> REQUIRED TASK: Rewrite the entries from the beginning through the line containing "[(167, 105)]", both ends included, keeping the requests and their sample forms unchanged. Scale only the answer coordinates by 0.95, rounding each to a whole number with halves rounded up.

> Items from a data source:
- - - -

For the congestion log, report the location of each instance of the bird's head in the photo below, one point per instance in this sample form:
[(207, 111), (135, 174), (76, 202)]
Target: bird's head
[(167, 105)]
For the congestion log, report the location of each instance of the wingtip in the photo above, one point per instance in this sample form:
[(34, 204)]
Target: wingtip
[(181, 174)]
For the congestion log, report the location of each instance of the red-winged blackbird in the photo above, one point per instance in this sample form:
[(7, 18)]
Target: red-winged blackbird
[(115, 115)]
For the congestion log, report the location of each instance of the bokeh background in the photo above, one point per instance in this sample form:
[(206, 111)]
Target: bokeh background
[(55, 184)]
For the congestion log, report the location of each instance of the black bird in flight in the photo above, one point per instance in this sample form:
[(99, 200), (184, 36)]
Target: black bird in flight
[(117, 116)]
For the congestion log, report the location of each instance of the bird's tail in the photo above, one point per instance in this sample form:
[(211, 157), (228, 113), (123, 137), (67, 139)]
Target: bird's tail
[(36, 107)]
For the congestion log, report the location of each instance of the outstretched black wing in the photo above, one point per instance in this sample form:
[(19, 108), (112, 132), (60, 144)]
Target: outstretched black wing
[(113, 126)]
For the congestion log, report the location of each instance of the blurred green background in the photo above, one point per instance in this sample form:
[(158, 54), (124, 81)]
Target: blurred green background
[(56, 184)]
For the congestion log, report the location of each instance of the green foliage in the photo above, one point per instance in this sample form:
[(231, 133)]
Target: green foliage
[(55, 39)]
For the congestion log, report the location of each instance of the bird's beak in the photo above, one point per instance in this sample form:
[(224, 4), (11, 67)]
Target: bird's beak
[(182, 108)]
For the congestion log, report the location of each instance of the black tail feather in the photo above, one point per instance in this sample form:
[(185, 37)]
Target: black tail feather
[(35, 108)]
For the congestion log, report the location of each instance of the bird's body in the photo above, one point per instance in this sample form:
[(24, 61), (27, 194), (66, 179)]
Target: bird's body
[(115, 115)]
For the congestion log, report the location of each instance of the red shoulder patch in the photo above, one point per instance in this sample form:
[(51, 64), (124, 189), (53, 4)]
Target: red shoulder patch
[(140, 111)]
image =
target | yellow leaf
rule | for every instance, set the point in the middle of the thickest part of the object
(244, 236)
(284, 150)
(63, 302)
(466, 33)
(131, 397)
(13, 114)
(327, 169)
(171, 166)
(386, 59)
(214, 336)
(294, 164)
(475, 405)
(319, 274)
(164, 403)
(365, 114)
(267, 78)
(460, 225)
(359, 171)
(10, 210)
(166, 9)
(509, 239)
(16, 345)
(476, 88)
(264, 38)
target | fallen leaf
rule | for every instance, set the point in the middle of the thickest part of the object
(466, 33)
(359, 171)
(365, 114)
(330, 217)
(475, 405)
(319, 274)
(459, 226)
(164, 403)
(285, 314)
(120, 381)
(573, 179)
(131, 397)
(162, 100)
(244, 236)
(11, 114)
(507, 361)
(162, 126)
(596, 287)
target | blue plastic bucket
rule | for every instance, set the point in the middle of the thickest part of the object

- - - -

> THE SOLUTION:
For the congestion log, report the location of each instance of the bird's head in the photo below, one point per instance in this sample form:
[(207, 111), (135, 174), (76, 202)]
Target: bird's head
[(159, 100)]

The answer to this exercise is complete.